Required work:
Reproduce the entries word for word, starting at the line that contains "Show where the sofa back cushion is." and ending with the line that contains "[0,67,48,100]", with both of those lines included.

___ Excerpted data ___

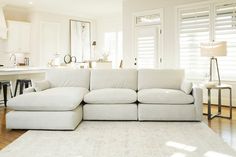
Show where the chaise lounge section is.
[6,69,90,130]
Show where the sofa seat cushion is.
[84,88,137,104]
[138,88,194,104]
[8,87,89,111]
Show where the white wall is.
[0,7,96,66]
[30,12,95,66]
[0,7,29,66]
[95,14,122,58]
[123,0,205,68]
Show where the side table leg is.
[218,89,221,114]
[207,89,211,120]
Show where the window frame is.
[175,0,236,82]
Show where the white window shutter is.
[179,6,210,79]
[214,3,236,80]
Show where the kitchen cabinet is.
[7,21,31,53]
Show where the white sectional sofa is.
[138,69,203,121]
[83,69,138,120]
[6,69,202,130]
[6,69,90,130]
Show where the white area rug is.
[0,121,236,157]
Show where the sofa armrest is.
[23,87,36,94]
[192,87,203,121]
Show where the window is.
[178,3,236,80]
[179,7,210,78]
[104,32,122,68]
[214,3,236,80]
[134,10,162,68]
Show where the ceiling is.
[2,0,122,17]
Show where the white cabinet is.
[7,21,31,53]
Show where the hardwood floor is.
[0,106,236,150]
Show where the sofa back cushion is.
[90,69,138,90]
[138,69,184,90]
[46,68,90,89]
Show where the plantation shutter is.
[136,27,157,68]
[178,6,210,79]
[214,3,236,80]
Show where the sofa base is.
[6,105,83,130]
[83,104,138,120]
[138,104,200,121]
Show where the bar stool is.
[0,80,13,107]
[14,79,32,96]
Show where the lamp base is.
[209,57,221,85]
[204,81,218,88]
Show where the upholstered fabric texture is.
[180,80,193,94]
[83,104,138,120]
[138,69,184,90]
[8,87,89,111]
[33,80,51,92]
[90,69,138,90]
[84,88,137,104]
[6,105,83,130]
[138,88,194,104]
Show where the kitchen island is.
[0,67,48,75]
[0,67,48,100]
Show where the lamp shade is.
[201,41,227,57]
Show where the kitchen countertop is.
[0,67,49,76]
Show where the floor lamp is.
[201,41,227,85]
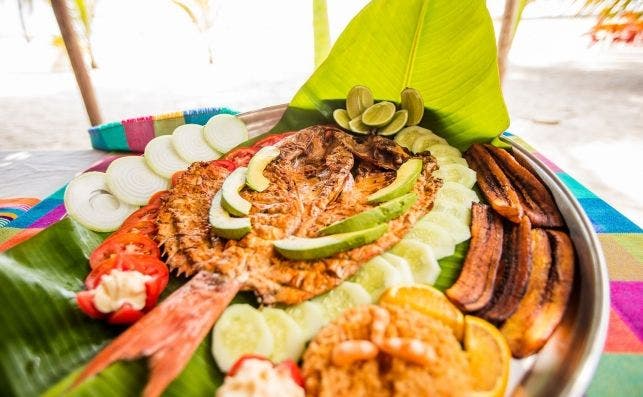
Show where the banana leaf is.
[0,0,508,396]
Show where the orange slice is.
[379,284,464,340]
[464,316,511,397]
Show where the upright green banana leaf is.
[274,0,509,150]
[0,0,508,396]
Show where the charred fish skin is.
[484,144,565,228]
[464,144,523,223]
[445,203,503,312]
[476,216,532,323]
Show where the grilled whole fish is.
[158,126,440,304]
[72,126,441,397]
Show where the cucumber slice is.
[313,281,371,323]
[368,159,422,203]
[319,192,417,236]
[221,167,252,216]
[431,200,471,225]
[433,164,476,188]
[203,114,248,153]
[419,210,471,244]
[172,124,221,163]
[286,301,324,340]
[210,191,251,240]
[106,156,170,205]
[395,125,447,150]
[437,156,469,167]
[261,307,306,363]
[144,135,190,179]
[429,143,462,161]
[380,252,413,285]
[404,222,455,259]
[349,256,402,302]
[212,303,274,372]
[63,171,138,232]
[273,223,388,260]
[246,146,279,192]
[435,182,480,208]
[390,238,440,285]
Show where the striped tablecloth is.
[0,114,643,397]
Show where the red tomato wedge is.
[89,232,161,269]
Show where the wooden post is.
[498,0,519,82]
[51,0,102,125]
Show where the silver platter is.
[239,105,609,397]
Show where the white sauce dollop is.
[216,360,305,397]
[92,269,152,313]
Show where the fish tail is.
[71,271,241,397]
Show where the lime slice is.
[380,252,413,285]
[212,304,274,372]
[368,159,422,203]
[333,109,351,130]
[377,110,409,136]
[261,307,306,363]
[429,143,462,159]
[437,156,469,167]
[273,223,388,260]
[400,87,424,126]
[210,191,251,240]
[313,281,371,322]
[433,164,476,188]
[350,256,402,302]
[362,101,395,127]
[404,222,455,259]
[203,114,248,153]
[319,192,417,236]
[418,210,471,244]
[346,85,373,119]
[390,238,440,284]
[221,167,252,216]
[348,116,371,134]
[246,146,279,192]
[286,301,324,340]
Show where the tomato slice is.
[253,131,295,149]
[89,233,161,269]
[225,146,259,167]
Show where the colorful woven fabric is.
[0,124,643,397]
[89,107,238,153]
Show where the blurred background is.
[0,0,643,225]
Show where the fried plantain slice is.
[446,203,503,312]
[500,229,574,358]
[464,144,523,223]
[484,145,565,227]
[476,216,531,322]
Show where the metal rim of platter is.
[239,104,609,396]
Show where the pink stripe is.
[610,281,643,341]
[533,152,563,173]
[122,116,154,153]
[29,204,67,229]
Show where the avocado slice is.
[319,192,417,236]
[246,146,279,192]
[210,191,251,240]
[368,159,422,203]
[221,167,251,216]
[273,223,388,260]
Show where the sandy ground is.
[0,1,643,225]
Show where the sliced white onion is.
[203,114,248,153]
[172,124,221,163]
[144,135,190,178]
[64,171,138,232]
[107,156,170,205]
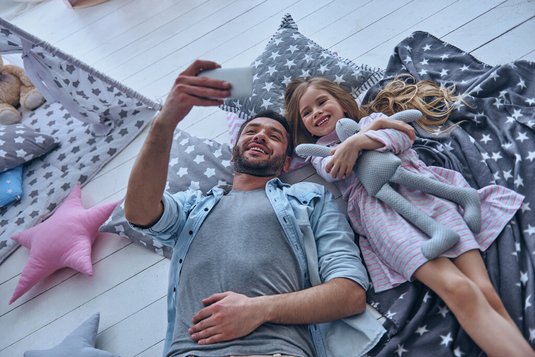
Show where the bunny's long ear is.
[336,118,360,141]
[390,109,422,123]
[295,144,332,158]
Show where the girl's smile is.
[299,85,345,136]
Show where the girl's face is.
[299,85,345,136]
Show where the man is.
[125,60,383,356]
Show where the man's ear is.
[282,156,292,172]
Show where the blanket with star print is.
[364,32,535,357]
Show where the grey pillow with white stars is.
[0,124,59,172]
[221,14,383,119]
[0,99,154,262]
[24,312,119,357]
[100,129,233,258]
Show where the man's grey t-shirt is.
[168,189,314,356]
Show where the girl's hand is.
[360,116,416,141]
[325,133,365,179]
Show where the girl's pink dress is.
[310,113,524,292]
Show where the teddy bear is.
[295,109,481,259]
[0,57,45,125]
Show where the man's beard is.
[232,145,286,177]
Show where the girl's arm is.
[325,113,416,180]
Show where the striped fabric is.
[311,115,524,292]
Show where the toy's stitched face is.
[299,85,345,137]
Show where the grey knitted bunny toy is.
[295,109,481,259]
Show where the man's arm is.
[189,278,366,344]
[124,60,230,226]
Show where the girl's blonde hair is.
[284,75,458,145]
[363,75,459,131]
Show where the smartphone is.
[199,67,253,98]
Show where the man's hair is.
[238,109,294,156]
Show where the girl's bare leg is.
[453,250,520,331]
[414,258,535,357]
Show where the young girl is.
[285,78,535,356]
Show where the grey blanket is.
[364,32,535,357]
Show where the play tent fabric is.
[0,18,160,263]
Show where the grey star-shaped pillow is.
[100,129,233,258]
[222,14,384,119]
[24,313,118,357]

___

Expected answer:
Show where the sofa back cushion is.
[90,69,138,90]
[138,69,184,90]
[46,68,90,89]
Show where the plantation shutter is.
[136,27,157,68]
[178,6,210,79]
[214,3,236,80]
Show where the sofa base is.
[6,105,83,130]
[83,104,138,120]
[138,104,200,121]
Show where the bar stool is.
[0,80,13,107]
[14,79,32,96]
Show where the lamp base is.
[209,57,221,85]
[204,81,218,88]
Show where the upholstered fabric texture is.
[180,80,193,94]
[83,104,138,120]
[138,69,184,90]
[8,87,89,111]
[33,80,51,92]
[90,69,138,90]
[84,88,137,104]
[6,105,83,130]
[138,88,194,104]
Show where the kitchen island is.
[0,67,48,75]
[0,67,48,100]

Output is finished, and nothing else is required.